(Data excerpts)
↓↓↓

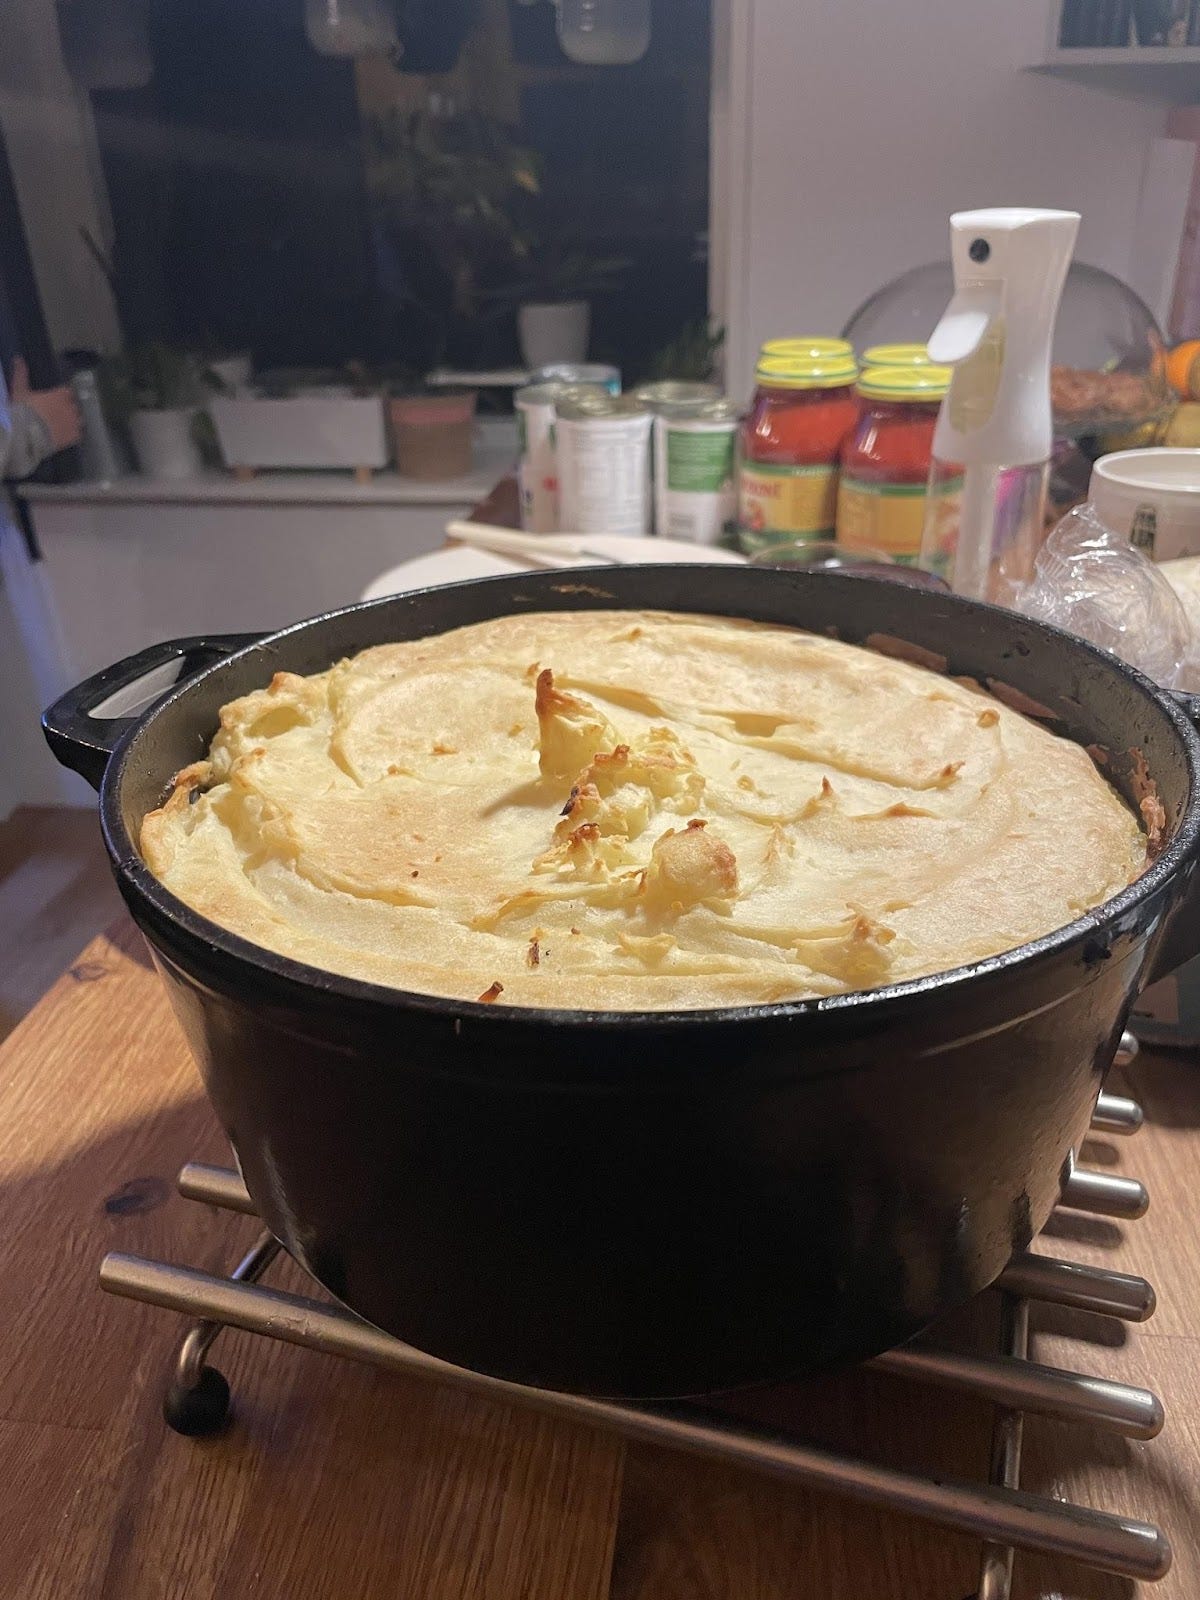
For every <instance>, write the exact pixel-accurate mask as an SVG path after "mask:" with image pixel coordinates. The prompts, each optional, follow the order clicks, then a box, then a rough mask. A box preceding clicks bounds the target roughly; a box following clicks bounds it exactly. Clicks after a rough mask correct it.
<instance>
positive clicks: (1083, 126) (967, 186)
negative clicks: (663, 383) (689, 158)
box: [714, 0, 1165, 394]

↑↑↑
↓↓↓

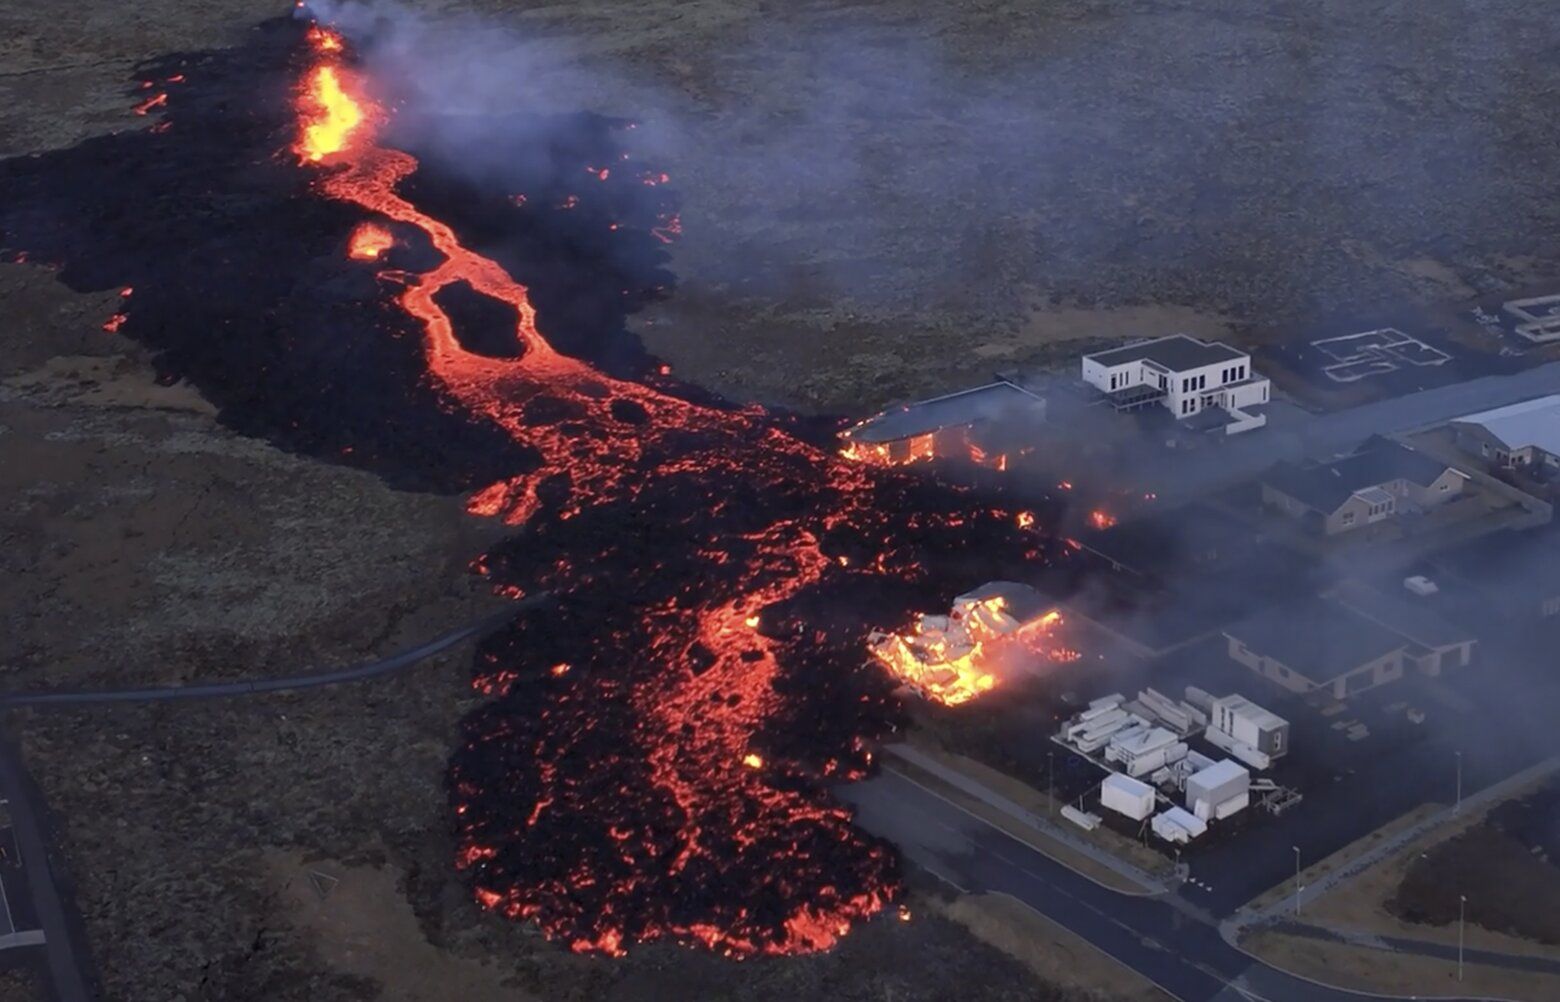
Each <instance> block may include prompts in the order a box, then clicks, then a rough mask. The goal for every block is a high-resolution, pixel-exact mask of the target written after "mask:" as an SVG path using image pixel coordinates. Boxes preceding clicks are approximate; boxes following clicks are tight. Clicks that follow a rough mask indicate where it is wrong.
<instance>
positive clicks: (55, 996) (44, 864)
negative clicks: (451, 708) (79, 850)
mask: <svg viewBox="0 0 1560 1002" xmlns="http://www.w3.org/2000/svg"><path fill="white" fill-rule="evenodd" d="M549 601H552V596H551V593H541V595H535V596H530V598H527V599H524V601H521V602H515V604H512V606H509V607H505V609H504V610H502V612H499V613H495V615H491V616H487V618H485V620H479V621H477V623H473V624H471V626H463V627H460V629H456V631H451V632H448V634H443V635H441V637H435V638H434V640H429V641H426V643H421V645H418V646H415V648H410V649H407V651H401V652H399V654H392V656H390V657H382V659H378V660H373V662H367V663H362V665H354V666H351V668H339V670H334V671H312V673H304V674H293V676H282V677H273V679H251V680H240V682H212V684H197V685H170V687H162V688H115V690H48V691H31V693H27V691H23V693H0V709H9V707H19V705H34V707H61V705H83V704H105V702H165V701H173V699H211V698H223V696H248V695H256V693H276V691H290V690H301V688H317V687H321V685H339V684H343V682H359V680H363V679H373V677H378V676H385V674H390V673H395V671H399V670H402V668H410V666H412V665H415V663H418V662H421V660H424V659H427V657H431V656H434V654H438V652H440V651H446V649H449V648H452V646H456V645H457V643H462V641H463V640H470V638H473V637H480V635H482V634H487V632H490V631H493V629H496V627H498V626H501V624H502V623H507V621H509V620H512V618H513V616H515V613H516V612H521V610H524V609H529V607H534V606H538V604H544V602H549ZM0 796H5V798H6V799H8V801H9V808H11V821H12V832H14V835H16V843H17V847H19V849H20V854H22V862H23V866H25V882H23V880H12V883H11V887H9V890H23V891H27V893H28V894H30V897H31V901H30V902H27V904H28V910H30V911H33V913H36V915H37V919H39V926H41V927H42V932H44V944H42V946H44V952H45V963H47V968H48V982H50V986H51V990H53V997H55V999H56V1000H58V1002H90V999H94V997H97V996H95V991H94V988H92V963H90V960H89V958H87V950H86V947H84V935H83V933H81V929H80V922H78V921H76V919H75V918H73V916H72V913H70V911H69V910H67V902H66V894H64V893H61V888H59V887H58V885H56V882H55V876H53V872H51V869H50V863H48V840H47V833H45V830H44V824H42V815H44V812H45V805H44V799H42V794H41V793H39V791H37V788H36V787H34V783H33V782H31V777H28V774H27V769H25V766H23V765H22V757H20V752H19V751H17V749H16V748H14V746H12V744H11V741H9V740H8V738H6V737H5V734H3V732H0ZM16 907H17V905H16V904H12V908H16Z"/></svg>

↑↑↑

» What you will do
Give everything in the listing above from the line containing "For every <instance>, write" down to the line containing "box: [714, 0, 1165, 394]", both included, as a JSON list of strings with one string per line and blank lines omitted.

» Completed exercise
[
  "For every <instance>, write the exact pixel-accurate mask as an SVG path after \"mask:\" with image pixel coordinates. The prompts, each optional, follow the order clicks, then a box, then a rough mask. A box preceding clicks bounds the target roughly; a box following clicks bounds it exactly. Clicks after a rough mask correct it.",
  "<instance>",
  "positive clicks: (1083, 126) (967, 186)",
  "negative clicks: (663, 383) (689, 158)",
  "box: [714, 0, 1165, 394]"
]